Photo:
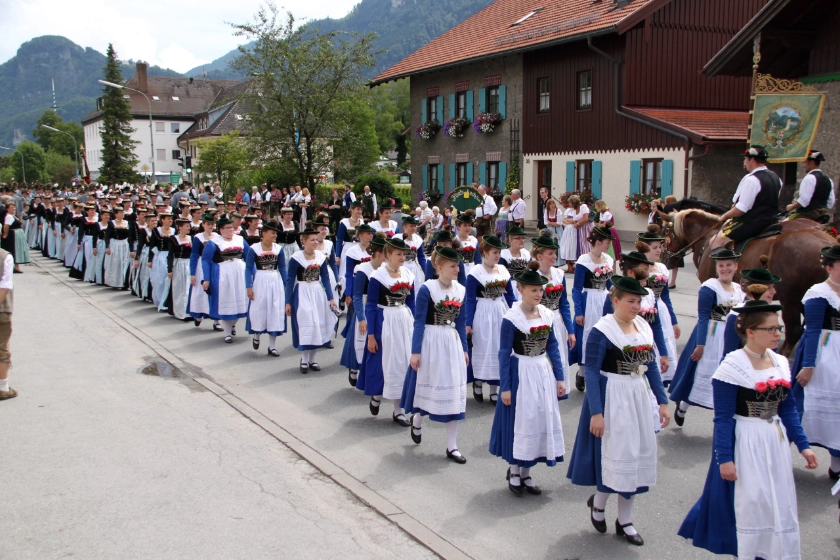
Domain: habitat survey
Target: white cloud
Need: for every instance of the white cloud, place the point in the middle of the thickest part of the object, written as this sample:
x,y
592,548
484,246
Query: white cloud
x,y
179,35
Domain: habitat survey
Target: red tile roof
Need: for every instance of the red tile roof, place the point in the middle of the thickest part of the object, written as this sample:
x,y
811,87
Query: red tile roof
x,y
490,32
699,125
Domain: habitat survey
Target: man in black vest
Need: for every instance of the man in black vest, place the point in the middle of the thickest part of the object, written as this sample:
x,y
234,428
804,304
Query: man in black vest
x,y
816,192
756,202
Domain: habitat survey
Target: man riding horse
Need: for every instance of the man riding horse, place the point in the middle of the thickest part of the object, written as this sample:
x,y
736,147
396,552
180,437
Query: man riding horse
x,y
816,192
756,202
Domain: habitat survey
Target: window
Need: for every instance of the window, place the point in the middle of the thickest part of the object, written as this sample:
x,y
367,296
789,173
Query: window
x,y
493,99
544,90
492,175
585,89
651,176
583,175
461,179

[REQUIREMENT]
Pick out each line of the rows above that contains the word "Query", and copy those lines. Capitalization matters.

[EXERCISE RESPONSE]
Query: white cloud
Query: red tile roof
Query: man in black vest
Query: man riding horse
Query: window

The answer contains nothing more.